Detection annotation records
>> Start

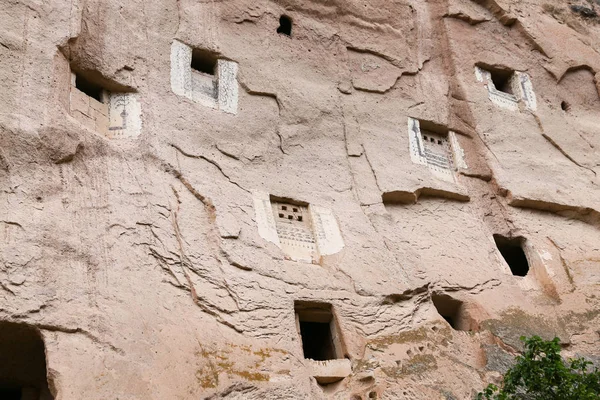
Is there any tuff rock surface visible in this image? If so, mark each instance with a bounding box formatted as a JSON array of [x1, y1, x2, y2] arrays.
[[0, 0, 600, 400]]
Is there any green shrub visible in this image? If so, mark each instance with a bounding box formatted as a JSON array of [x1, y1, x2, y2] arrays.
[[477, 336, 600, 400]]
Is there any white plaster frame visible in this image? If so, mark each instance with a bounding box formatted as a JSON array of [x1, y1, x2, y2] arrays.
[[171, 40, 239, 114]]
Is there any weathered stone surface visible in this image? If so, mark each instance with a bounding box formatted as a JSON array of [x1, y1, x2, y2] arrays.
[[0, 0, 600, 400]]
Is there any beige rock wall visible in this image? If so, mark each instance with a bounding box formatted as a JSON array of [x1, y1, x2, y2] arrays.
[[0, 0, 600, 400]]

>> End

What this task involves:
Please return all of the material above word for word, line by line, omitting the pictures.

Correct result:
Is there any tuff rock surface visible in this image? If so, mark each instance with a bounding box formatted as a JSON array of [x1, y1, x2, y2] arrays.
[[0, 0, 600, 400]]
Is there any green shrub visible in this image? If so, mark each instance with a bounding box formatted as a JSON array of [x1, y1, x2, y2] arrays.
[[477, 336, 600, 400]]
Is there any white plaster frame visible in this image? If so, mark each instance with a bounding box formatted as a JSON array of [x1, y1, x2, y2] arrays.
[[171, 40, 239, 114]]
Is there any weathered stone surface visible in this image? If so, mark each instance with a bounding box formatted as a JSON array of [x1, y1, x2, y2] arrays.
[[0, 0, 600, 400]]
Is there any beige rock wall visible in this image? If so, mark each instance with a bounding box formatted as a JSON array of [x1, y1, x2, y2] arrays.
[[0, 0, 600, 400]]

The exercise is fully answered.